• [WHAT NEEDS TO BE DONE] Here are the records. Write out exactly the lines between the one holding "Where can the entrance" and the one holding "Target: exterior wall", inclusive.

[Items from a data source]
——————————

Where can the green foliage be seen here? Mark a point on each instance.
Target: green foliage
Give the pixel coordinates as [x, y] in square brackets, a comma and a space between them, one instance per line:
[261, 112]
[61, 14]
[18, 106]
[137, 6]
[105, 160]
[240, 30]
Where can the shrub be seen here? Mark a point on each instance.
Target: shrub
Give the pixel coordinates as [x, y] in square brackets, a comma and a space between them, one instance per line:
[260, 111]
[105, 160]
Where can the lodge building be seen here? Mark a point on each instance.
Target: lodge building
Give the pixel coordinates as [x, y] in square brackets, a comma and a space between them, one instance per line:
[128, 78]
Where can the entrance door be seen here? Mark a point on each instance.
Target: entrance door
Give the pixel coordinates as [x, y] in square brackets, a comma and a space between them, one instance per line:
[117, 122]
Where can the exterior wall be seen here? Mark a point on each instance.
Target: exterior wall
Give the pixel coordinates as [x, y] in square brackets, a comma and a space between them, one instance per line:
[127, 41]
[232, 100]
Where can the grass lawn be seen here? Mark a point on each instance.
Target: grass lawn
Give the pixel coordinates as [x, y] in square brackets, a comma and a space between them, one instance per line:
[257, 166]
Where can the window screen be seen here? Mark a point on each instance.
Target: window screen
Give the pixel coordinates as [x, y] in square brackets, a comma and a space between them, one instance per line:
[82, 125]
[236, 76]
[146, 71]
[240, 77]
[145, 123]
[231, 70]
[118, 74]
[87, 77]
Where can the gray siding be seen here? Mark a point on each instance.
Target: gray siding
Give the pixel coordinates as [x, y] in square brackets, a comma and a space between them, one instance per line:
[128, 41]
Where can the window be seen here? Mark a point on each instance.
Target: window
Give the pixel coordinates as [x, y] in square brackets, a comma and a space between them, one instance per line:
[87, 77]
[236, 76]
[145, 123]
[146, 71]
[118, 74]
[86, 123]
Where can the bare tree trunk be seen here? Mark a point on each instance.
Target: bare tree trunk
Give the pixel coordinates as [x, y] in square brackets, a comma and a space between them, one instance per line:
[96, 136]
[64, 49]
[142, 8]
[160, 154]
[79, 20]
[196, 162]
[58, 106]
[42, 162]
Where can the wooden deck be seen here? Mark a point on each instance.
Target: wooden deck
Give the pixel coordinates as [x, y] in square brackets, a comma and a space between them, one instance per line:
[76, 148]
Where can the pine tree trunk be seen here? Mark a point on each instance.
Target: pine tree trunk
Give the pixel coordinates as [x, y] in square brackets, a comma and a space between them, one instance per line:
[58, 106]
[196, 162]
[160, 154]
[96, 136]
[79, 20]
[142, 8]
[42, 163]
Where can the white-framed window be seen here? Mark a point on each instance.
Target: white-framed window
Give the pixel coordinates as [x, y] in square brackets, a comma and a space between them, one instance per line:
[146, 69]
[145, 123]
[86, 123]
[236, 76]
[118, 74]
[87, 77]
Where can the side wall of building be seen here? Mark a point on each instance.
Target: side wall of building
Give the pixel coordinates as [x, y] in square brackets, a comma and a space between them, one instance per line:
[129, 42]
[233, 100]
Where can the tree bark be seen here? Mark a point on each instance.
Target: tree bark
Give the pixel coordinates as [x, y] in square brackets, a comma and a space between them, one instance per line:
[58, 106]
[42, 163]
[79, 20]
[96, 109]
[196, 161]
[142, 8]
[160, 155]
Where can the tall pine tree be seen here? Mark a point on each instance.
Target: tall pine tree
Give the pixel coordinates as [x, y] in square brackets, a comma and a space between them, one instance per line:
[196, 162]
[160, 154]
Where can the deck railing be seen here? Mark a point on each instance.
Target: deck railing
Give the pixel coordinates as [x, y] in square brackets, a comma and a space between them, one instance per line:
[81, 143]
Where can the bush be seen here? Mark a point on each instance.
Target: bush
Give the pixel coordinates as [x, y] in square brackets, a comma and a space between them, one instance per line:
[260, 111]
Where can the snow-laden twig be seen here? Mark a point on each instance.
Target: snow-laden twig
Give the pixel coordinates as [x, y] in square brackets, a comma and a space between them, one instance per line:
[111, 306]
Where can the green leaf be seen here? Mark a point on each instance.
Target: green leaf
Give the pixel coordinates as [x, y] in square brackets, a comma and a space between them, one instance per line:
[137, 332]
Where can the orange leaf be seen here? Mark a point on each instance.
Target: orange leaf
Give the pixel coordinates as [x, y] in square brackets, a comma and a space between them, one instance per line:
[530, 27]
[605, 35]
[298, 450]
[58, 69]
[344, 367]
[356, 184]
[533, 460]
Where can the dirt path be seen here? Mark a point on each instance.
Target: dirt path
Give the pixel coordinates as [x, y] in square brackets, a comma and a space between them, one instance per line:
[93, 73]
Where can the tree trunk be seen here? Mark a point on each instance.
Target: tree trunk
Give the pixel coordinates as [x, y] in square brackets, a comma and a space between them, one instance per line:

——————————

• [SOLVED EXERCISE]
Where can the entrance door be seen here? Mark a point on each instance.
Target: entrance door
Give the pixel coordinates as [x, y] in square brackets, a comma and a space between them, one instance per line:
[117, 122]
Where can the exterior wall be seen here? Mark a point on each instance.
Target: exterior wall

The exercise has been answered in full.